> [Goal of the exercise] Your response must consist of the listing below, repeated exactly.

> [Dataset excerpts]
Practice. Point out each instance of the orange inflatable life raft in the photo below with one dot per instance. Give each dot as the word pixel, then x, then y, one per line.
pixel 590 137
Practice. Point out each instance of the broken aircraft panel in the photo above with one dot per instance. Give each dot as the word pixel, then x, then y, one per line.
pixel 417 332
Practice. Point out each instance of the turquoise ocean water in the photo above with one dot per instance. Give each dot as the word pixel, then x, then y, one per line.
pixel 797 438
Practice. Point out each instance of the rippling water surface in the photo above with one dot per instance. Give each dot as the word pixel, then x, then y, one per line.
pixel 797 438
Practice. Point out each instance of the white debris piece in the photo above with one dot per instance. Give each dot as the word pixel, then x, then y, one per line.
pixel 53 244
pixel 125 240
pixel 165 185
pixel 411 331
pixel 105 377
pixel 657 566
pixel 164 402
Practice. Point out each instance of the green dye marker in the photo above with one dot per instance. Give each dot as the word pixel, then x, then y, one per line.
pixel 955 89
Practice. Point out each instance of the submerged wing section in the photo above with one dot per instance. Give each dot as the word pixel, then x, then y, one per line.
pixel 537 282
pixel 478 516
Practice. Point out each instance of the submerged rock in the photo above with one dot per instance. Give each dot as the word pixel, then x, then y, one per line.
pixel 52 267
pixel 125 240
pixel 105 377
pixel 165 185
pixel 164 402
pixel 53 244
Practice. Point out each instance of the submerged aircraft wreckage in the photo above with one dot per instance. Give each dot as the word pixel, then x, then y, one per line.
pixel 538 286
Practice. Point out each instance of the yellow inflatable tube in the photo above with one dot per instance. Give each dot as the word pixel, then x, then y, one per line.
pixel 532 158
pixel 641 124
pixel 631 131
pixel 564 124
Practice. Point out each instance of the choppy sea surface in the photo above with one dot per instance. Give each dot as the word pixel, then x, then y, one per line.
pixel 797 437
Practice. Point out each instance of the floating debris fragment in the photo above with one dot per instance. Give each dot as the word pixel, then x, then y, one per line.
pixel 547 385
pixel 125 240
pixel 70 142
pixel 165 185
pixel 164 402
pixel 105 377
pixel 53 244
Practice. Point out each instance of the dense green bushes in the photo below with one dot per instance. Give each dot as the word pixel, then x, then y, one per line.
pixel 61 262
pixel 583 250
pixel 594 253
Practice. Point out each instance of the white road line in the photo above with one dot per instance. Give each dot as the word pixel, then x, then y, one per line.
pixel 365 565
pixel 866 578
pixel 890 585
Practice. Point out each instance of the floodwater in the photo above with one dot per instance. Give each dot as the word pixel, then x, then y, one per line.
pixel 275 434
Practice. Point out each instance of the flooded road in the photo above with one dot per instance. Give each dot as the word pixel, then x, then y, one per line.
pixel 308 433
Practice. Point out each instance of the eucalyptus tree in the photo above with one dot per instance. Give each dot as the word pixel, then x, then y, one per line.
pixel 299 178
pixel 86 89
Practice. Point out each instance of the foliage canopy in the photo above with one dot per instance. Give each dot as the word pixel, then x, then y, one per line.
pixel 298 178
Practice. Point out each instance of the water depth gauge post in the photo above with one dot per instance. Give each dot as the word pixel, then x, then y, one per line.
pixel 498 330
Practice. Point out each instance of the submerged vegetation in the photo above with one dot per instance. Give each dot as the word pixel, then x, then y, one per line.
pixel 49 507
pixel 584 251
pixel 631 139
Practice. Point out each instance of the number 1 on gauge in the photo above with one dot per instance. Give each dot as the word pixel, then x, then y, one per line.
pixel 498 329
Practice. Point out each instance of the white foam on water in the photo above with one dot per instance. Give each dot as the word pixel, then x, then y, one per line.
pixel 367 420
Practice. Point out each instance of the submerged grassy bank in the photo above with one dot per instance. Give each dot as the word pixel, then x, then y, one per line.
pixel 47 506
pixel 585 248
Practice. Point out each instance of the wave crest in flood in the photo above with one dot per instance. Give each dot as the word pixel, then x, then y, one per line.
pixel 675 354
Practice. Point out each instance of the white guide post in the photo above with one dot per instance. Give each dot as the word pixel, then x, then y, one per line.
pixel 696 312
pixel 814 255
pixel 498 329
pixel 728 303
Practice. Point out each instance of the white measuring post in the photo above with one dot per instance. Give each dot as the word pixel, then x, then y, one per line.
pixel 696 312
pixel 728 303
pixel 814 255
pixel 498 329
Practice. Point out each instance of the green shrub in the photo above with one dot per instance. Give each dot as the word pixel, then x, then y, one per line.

> [Solution for this task]
Practice. Point out each instance of the orange inflatable life raft in the photo below with one dot per instance. Give each dot as the word pixel, then x, then y, one per line.
pixel 590 137
Practice. Point out each instance of the broken aircraft panel in the photo above with one dot per instance. Give each dot as the word pixel, then x, then y, one per line.
pixel 417 332
Practice. Point out each instance of the turquoise ocean water in the photo above with one dot per instance. Give each dot as the word pixel, then x, then y, one per line.
pixel 797 438
Practice. Point out each instance of the rippling water surface in the photo above with one dot per instance. Give each dot as the word pixel, then x, then y, one per line.
pixel 797 438
Practice. Point out each instance of the white debris piece in the photo above with one dot per instance. Give each dot as the word pixel, then x, then y, one per line.
pixel 53 244
pixel 125 240
pixel 165 185
pixel 411 331
pixel 105 377
pixel 657 566
pixel 164 402
Practice. Point out each instance of the green dye marker in the photo above with one dot per instance. Give each dot as the word pixel, then x, then y, one per line.
pixel 955 89
Practice. Point out each instance of the submerged wing section in the photo above with one dot per instance. Give each dot as the word pixel, then x, then y, one per line.
pixel 537 282
pixel 478 516
Practice. Point out each instance of the submerged rock in the photo above with one dot per instance. Give each dot as the word pixel, then x, then y, one per line.
pixel 52 267
pixel 125 240
pixel 105 377
pixel 165 185
pixel 164 402
pixel 53 244
Practice. Point out each instance of the submerged aircraft wreckage in the photo above with one dot per instance. Give each dot as the word pixel, then x, then y, one per line.
pixel 538 286
Practice. Point out each instance of the yellow inflatable tube in the photo above with one dot per instance. Give each dot as the word pixel, then x, then y, one per line.
pixel 532 158
pixel 641 124
pixel 631 131
pixel 564 124
Practice. Point out each instance of the choppy sea surface in the photo above with one dot per instance. Give each dot as the word pixel, then x, then y, one per line.
pixel 797 437
Practice. Point out each instance of the floating debris fragment in the photo above with one dot per instance. Give each dot as the word pixel, then x, then y, one per line.
pixel 547 385
pixel 125 240
pixel 70 142
pixel 165 185
pixel 164 402
pixel 105 377
pixel 53 244
Practice. Point out each instance of the dense green bushes in the photo below with one dot per instance. Give each dot as the word pixel, then x, then y, one per line.
pixel 61 262
pixel 583 250
pixel 594 253
Practice. Point out each instance of the white road line in the photo above with one dot per instance. Give each dot as the word pixel, then x, then y, one per line.
pixel 365 565
pixel 866 578
pixel 890 585
Practice. Point out each instance of the floodwater in the photo above with one dot per instance. Give each dot as the word pixel, then x, then y, one per line.
pixel 275 434
Practice. Point out each instance of the flooded road in the photo above with one dot per instance. Give each dot as the word pixel, then x, then y, one per line.
pixel 308 433
Practice. Point out each instance of the eucalyptus tree in the photo above with one dot per instance. Give each dot as the word pixel, then x, then y, one per line.
pixel 299 178
pixel 86 89
Practice. Point out each instance of the foliage canopy in the photo above with one dot per instance. Give each dot as the word pixel, then x, then y, one per line.
pixel 298 178
Practice. Point out each instance of the water depth gauge post in the photo above with one dot per instance. Give each dot as the word pixel, then x, then y, one per line.
pixel 498 330
Practice. Point out each instance of the submerged vegetation in the photo above with one dot per instance. Give each dot as the word pixel, then x, then y, one per line.
pixel 49 507
pixel 584 251
pixel 631 139
Practice. Point out each instance of the number 1 on gauge in the photo above with one dot per instance. Give each dot as the word pixel, then x, then y, one per line.
pixel 498 329
Practice. Point out each instance of the white foam on water in the photo above with one dot per instance. Give each dot as the word pixel, then x, then y, one per line.
pixel 367 420
Practice. Point out each instance of the submerged grassy bank in the photo above with one dot per instance. Give each dot as the word pixel, then x, then y, one per line.
pixel 47 506
pixel 585 248
Practice. Point out each instance of the wave crest in flood in the photo above with one dot per instance. Give each dot as the word pixel, then x, then y, one per line.
pixel 675 354
Practice. Point out each instance of the white guide post in the photo above with one dot per instance. Give each dot as the word pixel, then x, then y, one per line.
pixel 696 312
pixel 814 255
pixel 498 329
pixel 728 303
Practice. Point out each instance of the white measuring post in the photo above with one dot per instance. Give each dot as the word pixel, then x, then y, one per line.
pixel 696 312
pixel 728 303
pixel 814 255
pixel 498 329
Practice. Point out each instance of the green shrub in the photo above with one dot per instance. Give each dot as the word pixel, then x, then y, one per line.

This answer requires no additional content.